_SELECTION_.
::::::

Peter Bertolini says
Hello, I have a garage pad problem for which I need your advice. We live in a climate with lots of snow, so I purchased a Parking Mat with edges to catch the water during thaw. The garage is heated so lots of water from the thaw. The problem is that the cement is now spalding underneath the mats. Lots of sweating going on. I’ve rolled up the mats to let the pad dry out but anything left on the pad will generally cause sweating in the area ( ie, even a plastic pail).
There is definitely no vapour barrier beneath the pad ( I watched the construction of the pad & garage).
I would like to continue using the mats to catch all the melting snow/water, but it needs to be sealed.
What product do you suggest & what prep is required to apply the product?
Thankyou in advance for your insight.
Respectfully
Peter B
Shea says
Hello Peter. For your situation we would recommend treating your slab with a densifier. When applied, a densifier soaks into the concrete and causes a chemical reaction that fills many of the open pores within the concrete. This helps tremendously to slow down the intrusion of water from below the slab. Traditional sealers work at preventing water intrusion from on top of the slab and not below. This article here explains how they work. For your application, we would recommend two coats of a straight densifier. Do not use one with a siliconate sealer added as it will block application of the second coat. Also, densifiers require approximately 7 days to fully react with the concrete before they start performing at their best.
Stephen Barnes says
I am looking to stain my garage floor and wondered if there is a product you would recommend to give the stain a glossy finish and a more professional finished look. Any issues for applying a top finish coat to a concrete stained garage floor?
Thank you
Shea says
What type of stain are you planning to use, Stephen?

::::::

_EXERCISE TASK 1_. Repeat the listing below word for word, starting at the line that contains "Pin every instance of the gray" and ending with the listing's last line.

::::::

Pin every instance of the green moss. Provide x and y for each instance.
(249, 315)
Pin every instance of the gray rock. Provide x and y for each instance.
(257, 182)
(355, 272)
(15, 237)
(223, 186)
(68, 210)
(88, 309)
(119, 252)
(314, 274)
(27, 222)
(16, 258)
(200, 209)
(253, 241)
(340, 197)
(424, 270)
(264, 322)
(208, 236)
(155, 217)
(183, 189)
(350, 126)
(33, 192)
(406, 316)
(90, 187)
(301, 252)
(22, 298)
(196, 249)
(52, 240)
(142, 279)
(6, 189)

::::::

_EXERCISE TASK 2_. Transcribe the garage floor comments above word for word, starting at "Respectfully" and ending at "at their best.".

_SOLUTION 1_.
Pin every instance of the gray rock. Provide x and y for each instance.
(257, 182)
(355, 272)
(15, 237)
(223, 186)
(68, 210)
(88, 309)
(119, 252)
(314, 274)
(27, 222)
(16, 258)
(200, 209)
(253, 241)
(340, 197)
(424, 270)
(264, 322)
(208, 236)
(155, 217)
(183, 189)
(350, 126)
(33, 192)
(406, 316)
(90, 187)
(301, 252)
(22, 298)
(196, 249)
(52, 240)
(142, 279)
(6, 189)

_SOLUTION 2_.
Respectfully
Peter B
Shea says
Hello Peter. For your situation we would recommend treating your slab with a densifier. When applied, a densifier soaks into the concrete and causes a chemical reaction that fills many of the open pores within the concrete. This helps tremendously to slow down the intrusion of water from below the slab. Traditional sealers work at preventing water intrusion from on top of the slab and not below. This article here explains how they work. For your application, we would recommend two coats of a straight densifier. Do not use one with a siliconate sealer added as it will block application of the second coat. Also, densifiers require approximately 7 days to fully react with the concrete before they start performing at their best.